(GIVEN RECORDS)

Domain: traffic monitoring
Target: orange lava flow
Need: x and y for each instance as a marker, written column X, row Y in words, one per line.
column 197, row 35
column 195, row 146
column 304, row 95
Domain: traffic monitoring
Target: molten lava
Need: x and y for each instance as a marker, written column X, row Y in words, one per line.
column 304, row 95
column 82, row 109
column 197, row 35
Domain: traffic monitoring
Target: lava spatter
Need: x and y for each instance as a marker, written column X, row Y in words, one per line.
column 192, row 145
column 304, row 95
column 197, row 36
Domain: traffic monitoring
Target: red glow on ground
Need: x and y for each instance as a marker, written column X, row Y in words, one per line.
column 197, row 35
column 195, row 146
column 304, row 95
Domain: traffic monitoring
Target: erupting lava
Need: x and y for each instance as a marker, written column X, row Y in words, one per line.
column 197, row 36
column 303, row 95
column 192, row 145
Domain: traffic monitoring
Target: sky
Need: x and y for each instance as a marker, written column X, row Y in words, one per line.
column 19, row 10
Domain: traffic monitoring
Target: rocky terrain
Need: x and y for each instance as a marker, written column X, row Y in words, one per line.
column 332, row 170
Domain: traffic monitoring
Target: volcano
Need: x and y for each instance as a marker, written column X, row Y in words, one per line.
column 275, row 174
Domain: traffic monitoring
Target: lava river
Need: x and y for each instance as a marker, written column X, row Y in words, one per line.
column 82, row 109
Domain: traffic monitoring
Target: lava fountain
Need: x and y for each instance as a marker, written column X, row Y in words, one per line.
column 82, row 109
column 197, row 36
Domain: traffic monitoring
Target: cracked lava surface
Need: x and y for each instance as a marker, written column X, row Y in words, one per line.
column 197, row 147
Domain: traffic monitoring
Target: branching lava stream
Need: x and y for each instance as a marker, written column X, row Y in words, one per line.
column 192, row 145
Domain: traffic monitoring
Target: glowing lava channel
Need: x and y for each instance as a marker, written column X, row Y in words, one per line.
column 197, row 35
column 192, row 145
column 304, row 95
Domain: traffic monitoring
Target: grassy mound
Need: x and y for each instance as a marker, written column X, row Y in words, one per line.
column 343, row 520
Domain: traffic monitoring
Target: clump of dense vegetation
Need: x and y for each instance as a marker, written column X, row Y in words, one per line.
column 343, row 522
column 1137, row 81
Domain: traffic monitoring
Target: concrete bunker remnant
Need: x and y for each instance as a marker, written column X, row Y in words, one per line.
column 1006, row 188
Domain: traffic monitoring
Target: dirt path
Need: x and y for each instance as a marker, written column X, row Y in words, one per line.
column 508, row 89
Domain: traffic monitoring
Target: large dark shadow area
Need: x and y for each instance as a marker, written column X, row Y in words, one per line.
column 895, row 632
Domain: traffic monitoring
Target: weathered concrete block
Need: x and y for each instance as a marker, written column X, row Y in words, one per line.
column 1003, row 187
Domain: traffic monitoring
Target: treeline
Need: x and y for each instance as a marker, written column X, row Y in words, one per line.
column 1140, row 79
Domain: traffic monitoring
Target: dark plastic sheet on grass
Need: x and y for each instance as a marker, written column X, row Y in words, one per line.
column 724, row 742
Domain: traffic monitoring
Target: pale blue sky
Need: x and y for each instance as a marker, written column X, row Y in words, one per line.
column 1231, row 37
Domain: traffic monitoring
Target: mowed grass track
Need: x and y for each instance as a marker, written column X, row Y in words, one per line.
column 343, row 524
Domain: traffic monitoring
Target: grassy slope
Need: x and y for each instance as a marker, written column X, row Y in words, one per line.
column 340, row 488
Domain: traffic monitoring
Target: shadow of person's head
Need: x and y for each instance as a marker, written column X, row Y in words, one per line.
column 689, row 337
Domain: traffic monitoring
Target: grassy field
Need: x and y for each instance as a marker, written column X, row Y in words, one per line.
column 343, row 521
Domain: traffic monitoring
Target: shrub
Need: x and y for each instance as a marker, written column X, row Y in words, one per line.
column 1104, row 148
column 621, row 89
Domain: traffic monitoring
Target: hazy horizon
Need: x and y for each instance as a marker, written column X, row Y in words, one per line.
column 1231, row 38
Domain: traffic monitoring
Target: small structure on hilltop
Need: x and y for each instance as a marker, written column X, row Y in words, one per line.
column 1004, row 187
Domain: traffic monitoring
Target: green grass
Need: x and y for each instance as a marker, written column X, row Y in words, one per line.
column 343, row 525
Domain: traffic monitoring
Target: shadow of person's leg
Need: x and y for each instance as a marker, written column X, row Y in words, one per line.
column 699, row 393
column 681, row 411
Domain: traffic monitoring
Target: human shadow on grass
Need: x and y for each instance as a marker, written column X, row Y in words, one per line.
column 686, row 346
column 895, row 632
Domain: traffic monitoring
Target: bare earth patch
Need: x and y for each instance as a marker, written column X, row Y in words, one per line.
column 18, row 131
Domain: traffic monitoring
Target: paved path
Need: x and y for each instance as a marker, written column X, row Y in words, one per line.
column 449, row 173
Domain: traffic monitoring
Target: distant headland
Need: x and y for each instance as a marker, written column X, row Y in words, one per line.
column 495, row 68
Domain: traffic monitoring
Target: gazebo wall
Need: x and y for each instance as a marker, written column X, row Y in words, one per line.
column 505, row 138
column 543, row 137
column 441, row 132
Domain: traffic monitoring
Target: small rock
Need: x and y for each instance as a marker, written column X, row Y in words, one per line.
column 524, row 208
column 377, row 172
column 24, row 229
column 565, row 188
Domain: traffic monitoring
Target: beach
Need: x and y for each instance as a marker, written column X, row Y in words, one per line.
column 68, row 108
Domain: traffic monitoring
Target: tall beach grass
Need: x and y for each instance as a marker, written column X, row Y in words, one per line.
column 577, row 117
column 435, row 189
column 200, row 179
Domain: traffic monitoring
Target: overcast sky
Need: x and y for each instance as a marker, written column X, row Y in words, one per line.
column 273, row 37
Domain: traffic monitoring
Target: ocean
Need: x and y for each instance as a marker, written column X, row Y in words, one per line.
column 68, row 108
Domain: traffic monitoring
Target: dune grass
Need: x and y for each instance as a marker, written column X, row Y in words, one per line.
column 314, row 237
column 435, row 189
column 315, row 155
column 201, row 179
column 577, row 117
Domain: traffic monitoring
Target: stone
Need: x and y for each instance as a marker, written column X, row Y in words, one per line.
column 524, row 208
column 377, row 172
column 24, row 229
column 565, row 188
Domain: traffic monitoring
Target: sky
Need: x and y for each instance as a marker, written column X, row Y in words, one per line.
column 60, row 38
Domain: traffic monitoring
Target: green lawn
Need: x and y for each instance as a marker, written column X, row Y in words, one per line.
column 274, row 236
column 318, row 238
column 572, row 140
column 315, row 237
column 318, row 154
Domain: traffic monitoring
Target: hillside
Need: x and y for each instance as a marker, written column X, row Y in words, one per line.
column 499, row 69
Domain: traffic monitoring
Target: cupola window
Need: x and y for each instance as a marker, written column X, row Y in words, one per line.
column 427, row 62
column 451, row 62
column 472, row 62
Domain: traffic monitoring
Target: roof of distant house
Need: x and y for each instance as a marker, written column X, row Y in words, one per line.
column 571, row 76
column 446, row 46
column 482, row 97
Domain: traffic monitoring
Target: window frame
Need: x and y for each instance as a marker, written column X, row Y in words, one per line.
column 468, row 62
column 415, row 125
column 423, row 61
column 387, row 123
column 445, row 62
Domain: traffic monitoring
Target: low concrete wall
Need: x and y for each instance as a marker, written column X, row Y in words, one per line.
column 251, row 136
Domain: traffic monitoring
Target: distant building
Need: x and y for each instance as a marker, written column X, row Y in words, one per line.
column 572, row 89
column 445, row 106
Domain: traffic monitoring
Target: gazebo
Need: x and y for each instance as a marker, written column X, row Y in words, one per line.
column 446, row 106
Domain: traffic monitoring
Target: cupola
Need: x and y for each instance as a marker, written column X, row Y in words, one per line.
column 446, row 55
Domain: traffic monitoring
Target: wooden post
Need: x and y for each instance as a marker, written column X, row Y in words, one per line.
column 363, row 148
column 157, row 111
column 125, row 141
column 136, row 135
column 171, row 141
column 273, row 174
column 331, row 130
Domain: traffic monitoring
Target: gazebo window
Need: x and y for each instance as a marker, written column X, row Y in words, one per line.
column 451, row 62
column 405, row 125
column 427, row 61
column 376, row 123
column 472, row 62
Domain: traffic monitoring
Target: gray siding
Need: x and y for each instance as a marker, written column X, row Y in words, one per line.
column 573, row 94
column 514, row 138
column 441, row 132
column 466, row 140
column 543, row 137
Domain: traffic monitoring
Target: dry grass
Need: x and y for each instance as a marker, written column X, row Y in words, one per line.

(End GIVEN RECORDS)

* INSTRUCTIONS FOR THE TASK
Within the lines above, find those holding the word "concrete" and copy them.

* SOLUTION TO THE EXERCISE
Target: concrete bunker remnant
Target: weathered concrete block
Target: low concrete wall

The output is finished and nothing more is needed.